» Point labeling dataset excerpts:
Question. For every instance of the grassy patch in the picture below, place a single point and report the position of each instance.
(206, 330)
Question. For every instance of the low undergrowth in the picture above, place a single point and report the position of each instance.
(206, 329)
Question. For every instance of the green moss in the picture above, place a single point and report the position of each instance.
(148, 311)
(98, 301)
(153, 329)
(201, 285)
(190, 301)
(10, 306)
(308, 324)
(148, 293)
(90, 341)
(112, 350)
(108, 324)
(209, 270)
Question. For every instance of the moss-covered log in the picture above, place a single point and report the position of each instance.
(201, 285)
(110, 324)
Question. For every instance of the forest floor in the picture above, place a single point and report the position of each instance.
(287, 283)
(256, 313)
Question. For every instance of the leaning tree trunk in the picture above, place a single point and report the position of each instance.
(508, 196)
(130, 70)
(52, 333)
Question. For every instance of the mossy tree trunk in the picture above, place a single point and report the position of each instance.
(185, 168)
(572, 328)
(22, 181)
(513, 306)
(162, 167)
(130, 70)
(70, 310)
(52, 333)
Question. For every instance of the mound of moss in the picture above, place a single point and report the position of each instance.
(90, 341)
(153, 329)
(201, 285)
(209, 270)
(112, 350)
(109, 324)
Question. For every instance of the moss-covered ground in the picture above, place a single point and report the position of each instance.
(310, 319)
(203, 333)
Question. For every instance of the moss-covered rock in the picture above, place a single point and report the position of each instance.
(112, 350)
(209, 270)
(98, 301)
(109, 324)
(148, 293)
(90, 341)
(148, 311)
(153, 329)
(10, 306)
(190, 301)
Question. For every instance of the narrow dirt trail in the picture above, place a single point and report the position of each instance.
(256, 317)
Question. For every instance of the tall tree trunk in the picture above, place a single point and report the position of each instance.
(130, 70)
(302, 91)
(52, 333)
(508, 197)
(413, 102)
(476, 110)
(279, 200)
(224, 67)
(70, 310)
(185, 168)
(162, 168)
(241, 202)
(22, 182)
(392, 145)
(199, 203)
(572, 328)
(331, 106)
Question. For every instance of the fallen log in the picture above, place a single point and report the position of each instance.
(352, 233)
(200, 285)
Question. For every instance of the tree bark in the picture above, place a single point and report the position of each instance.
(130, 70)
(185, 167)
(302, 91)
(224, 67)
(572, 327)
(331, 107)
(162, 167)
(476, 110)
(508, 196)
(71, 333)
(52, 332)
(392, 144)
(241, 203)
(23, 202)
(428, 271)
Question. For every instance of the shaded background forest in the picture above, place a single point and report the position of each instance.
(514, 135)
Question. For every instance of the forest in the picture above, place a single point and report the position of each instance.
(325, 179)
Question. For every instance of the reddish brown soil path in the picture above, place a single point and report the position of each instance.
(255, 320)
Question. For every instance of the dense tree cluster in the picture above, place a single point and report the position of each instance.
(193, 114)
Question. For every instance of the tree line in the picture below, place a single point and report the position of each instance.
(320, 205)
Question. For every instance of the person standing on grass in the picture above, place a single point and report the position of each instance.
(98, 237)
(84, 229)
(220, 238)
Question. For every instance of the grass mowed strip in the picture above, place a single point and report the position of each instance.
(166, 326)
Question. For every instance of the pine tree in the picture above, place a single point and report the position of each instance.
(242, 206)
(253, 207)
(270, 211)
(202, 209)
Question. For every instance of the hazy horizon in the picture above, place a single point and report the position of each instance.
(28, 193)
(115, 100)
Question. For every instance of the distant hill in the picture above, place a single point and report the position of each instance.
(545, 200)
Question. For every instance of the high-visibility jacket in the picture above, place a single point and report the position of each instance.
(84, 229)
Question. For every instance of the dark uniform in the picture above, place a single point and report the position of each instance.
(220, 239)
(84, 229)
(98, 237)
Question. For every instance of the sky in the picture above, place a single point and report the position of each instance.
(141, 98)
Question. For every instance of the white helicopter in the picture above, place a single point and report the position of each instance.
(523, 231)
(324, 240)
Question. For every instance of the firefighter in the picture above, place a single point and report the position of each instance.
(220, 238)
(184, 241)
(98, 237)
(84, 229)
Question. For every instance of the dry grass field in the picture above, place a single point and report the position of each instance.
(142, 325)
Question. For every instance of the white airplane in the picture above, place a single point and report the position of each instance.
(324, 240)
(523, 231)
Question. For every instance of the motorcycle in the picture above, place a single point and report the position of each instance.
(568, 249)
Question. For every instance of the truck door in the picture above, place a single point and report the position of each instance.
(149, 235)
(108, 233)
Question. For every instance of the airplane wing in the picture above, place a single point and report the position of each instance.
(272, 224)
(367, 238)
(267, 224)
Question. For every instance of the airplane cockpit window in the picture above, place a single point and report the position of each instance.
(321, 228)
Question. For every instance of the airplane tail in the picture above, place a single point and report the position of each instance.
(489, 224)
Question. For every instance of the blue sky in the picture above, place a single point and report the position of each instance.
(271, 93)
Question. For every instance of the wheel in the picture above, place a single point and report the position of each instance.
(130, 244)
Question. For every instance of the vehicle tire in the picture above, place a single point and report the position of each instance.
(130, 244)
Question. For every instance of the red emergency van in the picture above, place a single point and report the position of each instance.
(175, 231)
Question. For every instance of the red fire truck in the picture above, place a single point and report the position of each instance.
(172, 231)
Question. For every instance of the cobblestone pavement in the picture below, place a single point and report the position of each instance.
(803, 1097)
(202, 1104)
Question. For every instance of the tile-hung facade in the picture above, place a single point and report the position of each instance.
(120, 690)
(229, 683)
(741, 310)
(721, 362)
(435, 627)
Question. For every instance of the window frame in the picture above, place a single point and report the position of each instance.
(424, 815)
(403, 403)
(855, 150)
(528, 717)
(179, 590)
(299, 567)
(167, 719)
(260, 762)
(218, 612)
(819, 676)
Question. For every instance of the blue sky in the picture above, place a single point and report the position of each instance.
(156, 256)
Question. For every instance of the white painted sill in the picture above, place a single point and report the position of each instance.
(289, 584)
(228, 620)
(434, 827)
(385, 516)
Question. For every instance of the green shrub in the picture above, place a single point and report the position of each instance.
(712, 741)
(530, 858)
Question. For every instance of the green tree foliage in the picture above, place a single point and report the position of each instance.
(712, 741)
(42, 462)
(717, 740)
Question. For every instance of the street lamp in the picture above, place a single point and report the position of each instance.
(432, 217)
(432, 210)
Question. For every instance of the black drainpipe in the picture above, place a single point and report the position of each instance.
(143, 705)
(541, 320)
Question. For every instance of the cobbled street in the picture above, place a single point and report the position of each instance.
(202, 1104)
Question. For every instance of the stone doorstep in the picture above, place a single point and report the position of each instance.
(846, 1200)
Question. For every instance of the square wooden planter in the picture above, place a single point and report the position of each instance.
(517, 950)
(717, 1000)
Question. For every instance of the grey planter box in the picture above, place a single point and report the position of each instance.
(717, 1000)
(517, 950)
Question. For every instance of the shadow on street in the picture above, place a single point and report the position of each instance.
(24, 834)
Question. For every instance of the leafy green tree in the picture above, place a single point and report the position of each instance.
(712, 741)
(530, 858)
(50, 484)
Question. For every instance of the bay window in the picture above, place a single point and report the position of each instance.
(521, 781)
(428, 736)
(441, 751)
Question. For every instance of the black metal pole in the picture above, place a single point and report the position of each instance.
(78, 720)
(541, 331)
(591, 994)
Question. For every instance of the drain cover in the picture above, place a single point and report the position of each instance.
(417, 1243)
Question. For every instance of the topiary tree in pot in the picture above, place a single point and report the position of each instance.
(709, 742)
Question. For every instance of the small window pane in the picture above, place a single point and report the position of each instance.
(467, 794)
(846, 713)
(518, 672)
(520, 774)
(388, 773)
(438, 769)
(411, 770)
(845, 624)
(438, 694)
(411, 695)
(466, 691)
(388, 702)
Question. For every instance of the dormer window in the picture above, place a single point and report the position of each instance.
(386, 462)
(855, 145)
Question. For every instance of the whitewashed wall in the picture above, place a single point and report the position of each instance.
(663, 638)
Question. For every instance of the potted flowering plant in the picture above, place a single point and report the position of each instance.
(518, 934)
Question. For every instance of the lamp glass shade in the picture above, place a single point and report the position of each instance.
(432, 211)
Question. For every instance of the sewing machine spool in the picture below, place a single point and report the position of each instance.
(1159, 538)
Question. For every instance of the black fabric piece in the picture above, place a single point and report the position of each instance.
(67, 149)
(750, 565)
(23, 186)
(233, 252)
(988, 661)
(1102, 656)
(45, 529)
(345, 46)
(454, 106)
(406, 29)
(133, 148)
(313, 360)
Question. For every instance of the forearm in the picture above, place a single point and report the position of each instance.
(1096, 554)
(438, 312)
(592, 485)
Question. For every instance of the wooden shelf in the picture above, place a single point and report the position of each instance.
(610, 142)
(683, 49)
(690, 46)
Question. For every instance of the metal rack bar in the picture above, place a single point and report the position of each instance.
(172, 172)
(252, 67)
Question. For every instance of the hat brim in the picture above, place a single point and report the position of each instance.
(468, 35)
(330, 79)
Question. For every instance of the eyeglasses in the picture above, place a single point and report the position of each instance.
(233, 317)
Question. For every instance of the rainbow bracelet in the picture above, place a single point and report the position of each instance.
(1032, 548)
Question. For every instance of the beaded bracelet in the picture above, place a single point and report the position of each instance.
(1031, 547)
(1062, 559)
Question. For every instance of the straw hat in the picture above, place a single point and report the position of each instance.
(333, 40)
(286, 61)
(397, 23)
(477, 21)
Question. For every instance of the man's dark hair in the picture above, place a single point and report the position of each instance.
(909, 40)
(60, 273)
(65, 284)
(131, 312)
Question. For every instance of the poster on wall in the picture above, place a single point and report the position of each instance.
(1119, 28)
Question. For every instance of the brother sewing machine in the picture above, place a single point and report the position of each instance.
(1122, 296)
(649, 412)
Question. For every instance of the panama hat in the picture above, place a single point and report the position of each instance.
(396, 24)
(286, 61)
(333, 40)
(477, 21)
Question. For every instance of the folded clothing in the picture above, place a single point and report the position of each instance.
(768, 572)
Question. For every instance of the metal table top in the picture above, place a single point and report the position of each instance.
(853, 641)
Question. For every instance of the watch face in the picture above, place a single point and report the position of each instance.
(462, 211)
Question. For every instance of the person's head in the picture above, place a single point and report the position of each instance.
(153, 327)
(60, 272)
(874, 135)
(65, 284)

» Goal: Copy exactly, and only, the lines from the one containing "Question. For every instance of the straw" through the last line of the listing.

» Solution to the problem:
Question. For every instance of the straw hat in the picture above, place a single point and report the position of each instance.
(333, 40)
(286, 61)
(397, 23)
(477, 21)
Question. For every instance of the man's dark hair in the picture above, place a single point and report the position of each instance.
(909, 40)
(60, 273)
(65, 284)
(131, 312)
Question. For every instance of the poster on wall in the picture above, place a single point and report the position of each instance.
(1119, 28)
Question. For every instance of the brother sewing machine in the picture above, place a single point and report the position of each instance.
(1122, 296)
(649, 412)
Question. For every instance of the panama hat in the picture above, place a single point and report the position of each instance.
(396, 24)
(286, 61)
(333, 40)
(477, 21)
Question. For every instance of the folded clothing in the picture above, place a single point and report the position of each instance.
(768, 572)
Question. For every instance of the metal table top in the picture above, place a single point and report the position of each instance.
(853, 641)
Question. For every instance of the watch face in the picture above, place a single point and report the position of each instance.
(462, 211)
Question. For every instance of the person's head in the picture above, place a single point and report the position of each instance.
(153, 327)
(60, 272)
(874, 135)
(65, 284)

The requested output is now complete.